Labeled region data
========
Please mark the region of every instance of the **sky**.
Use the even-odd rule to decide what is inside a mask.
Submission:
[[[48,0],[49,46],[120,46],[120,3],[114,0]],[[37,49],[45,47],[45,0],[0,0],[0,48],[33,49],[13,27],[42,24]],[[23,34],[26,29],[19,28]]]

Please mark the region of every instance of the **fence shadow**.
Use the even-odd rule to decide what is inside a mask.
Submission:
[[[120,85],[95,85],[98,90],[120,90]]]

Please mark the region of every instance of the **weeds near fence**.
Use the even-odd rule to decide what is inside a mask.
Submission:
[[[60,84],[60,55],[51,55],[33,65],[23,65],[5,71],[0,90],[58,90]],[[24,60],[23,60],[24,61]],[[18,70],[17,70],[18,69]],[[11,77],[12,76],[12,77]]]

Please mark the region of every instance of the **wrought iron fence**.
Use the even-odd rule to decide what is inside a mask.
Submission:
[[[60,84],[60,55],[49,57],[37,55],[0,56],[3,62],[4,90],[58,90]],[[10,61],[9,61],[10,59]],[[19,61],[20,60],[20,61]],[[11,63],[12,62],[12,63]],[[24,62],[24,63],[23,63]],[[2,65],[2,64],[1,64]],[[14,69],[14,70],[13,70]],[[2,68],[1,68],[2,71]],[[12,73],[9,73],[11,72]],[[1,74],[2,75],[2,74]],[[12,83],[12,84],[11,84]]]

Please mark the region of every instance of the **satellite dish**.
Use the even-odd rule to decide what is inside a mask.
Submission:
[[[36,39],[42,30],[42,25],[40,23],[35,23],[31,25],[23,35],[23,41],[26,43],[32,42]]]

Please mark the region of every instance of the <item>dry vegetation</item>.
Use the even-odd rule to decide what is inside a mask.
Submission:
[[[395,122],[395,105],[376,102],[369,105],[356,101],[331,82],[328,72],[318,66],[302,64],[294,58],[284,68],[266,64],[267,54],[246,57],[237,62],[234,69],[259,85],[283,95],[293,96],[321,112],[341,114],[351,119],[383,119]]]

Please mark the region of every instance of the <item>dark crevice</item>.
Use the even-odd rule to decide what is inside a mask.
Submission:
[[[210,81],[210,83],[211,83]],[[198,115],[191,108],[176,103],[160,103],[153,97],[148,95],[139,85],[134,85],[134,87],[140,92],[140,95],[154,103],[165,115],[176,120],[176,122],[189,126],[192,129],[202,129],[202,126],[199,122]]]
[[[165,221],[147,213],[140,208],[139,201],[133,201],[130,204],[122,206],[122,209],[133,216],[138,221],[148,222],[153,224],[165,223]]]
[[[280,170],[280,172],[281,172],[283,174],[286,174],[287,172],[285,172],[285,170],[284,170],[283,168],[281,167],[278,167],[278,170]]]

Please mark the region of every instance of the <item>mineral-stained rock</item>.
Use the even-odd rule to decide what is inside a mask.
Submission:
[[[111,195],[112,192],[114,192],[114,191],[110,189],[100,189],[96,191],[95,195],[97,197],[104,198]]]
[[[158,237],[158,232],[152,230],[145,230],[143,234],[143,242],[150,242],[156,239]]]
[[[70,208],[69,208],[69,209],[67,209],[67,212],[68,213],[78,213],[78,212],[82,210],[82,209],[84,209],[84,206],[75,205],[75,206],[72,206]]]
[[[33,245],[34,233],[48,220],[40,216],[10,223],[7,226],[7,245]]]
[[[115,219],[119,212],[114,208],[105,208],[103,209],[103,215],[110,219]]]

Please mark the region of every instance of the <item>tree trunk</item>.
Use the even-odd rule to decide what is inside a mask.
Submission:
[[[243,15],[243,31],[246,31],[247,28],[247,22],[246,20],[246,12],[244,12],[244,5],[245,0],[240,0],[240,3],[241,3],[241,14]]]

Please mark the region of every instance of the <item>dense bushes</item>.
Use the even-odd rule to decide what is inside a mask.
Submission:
========
→ **TASK DESCRIPTION**:
Rewrite the data above with each "Submission" renamed to "Response", keeping everything else the same.

→ **ANSWER**:
Please mark the region of every instance of the **sky**.
Use the even-odd rule to decide what is inside a mask.
Response:
[[[48,0],[49,46],[120,46],[120,3],[114,0]],[[37,49],[45,47],[45,0],[0,0],[0,48],[33,49],[13,27],[42,24]],[[23,34],[26,29],[19,28]]]

Please mark the region of every instance of the **fence shadow**.
Use the even-odd rule to decide what is inside a mask.
Response:
[[[120,85],[95,85],[98,90],[120,90]]]

Please mark the region of every instance of the **weeds near fence**.
Use the even-odd rule to decide what is inside a mask.
Response:
[[[60,84],[60,55],[51,55],[33,65],[23,65],[5,71],[0,90],[58,90]],[[24,60],[23,60],[24,61]],[[18,70],[17,70],[18,69]],[[11,77],[12,76],[12,77]]]

Please mark the region of every instance of the **wrought iron fence**.
Use the even-odd rule to decide what is inside a mask.
Response:
[[[60,84],[60,55],[49,57],[37,55],[0,56],[3,62],[4,90],[58,90]],[[10,61],[9,61],[10,59]],[[19,61],[20,60],[20,61]],[[11,63],[12,62],[12,63]],[[24,62],[24,63],[23,63]],[[2,65],[2,64],[1,64]],[[14,69],[14,70],[13,70]],[[2,68],[1,68],[2,71]],[[12,73],[9,73],[11,72]],[[1,74],[2,75],[2,74]],[[12,83],[12,84],[11,84]]]

Please mark the region of every instance of the **satellite dish**.
Use the even-odd rule to decide what is inside a mask.
Response:
[[[36,39],[42,30],[42,25],[40,23],[35,23],[31,25],[23,35],[23,41],[26,43],[32,42]]]

Please mark the region of every instance of the <item>dry vegetation</item>.
Use the even-odd rule to decide what is inside a mask.
Response:
[[[395,122],[395,105],[376,102],[369,105],[356,101],[331,82],[328,72],[318,66],[302,64],[294,58],[284,68],[266,64],[267,54],[246,57],[237,62],[234,69],[259,85],[283,95],[293,96],[321,112],[341,114],[351,119],[383,119]]]

Please mark the region of every instance of the <item>dark crevice</item>.
Use the even-odd rule to decide what is inside a mask.
Response:
[[[210,81],[210,83],[211,83]],[[198,115],[191,108],[176,103],[160,103],[153,97],[148,95],[139,85],[134,85],[134,87],[140,92],[140,95],[154,103],[165,115],[176,120],[176,122],[189,126],[192,129],[202,129],[202,126],[199,122]]]
[[[165,221],[147,213],[140,208],[139,201],[133,201],[130,204],[122,206],[122,209],[133,216],[138,221],[148,222],[153,224],[165,223]]]
[[[280,170],[280,172],[281,172],[283,174],[286,174],[287,172],[285,172],[285,170],[284,170],[283,168],[281,167],[278,167],[278,170]]]

Please mark the region of every instance of the <item>mineral-stained rock</item>.
Use the even-odd rule to decide what is inside a mask.
Response:
[[[111,195],[112,192],[114,192],[114,191],[110,189],[100,189],[96,191],[95,195],[97,197],[104,198]]]
[[[158,237],[158,232],[152,230],[145,230],[143,234],[143,242],[150,242],[156,239]]]
[[[70,208],[69,208],[69,209],[67,209],[67,212],[68,213],[78,213],[78,212],[82,210],[82,209],[84,209],[84,206],[75,205],[75,206],[72,206]]]
[[[33,245],[34,233],[48,220],[40,216],[10,223],[7,226],[7,245]]]
[[[115,219],[119,212],[114,208],[105,208],[103,209],[103,215],[110,219]]]

Please mark the region of every instance of the <item>tree trunk</item>.
Use the even-odd rule to decide what is inside a mask.
Response:
[[[243,15],[243,31],[246,31],[247,28],[247,22],[246,20],[246,12],[244,12],[244,5],[245,0],[240,0],[240,3],[241,3],[241,14]]]

Please mark the region of every instance of the <item>dense bushes</item>.
Use the even-odd rule to decide what is inside a mask.
Response:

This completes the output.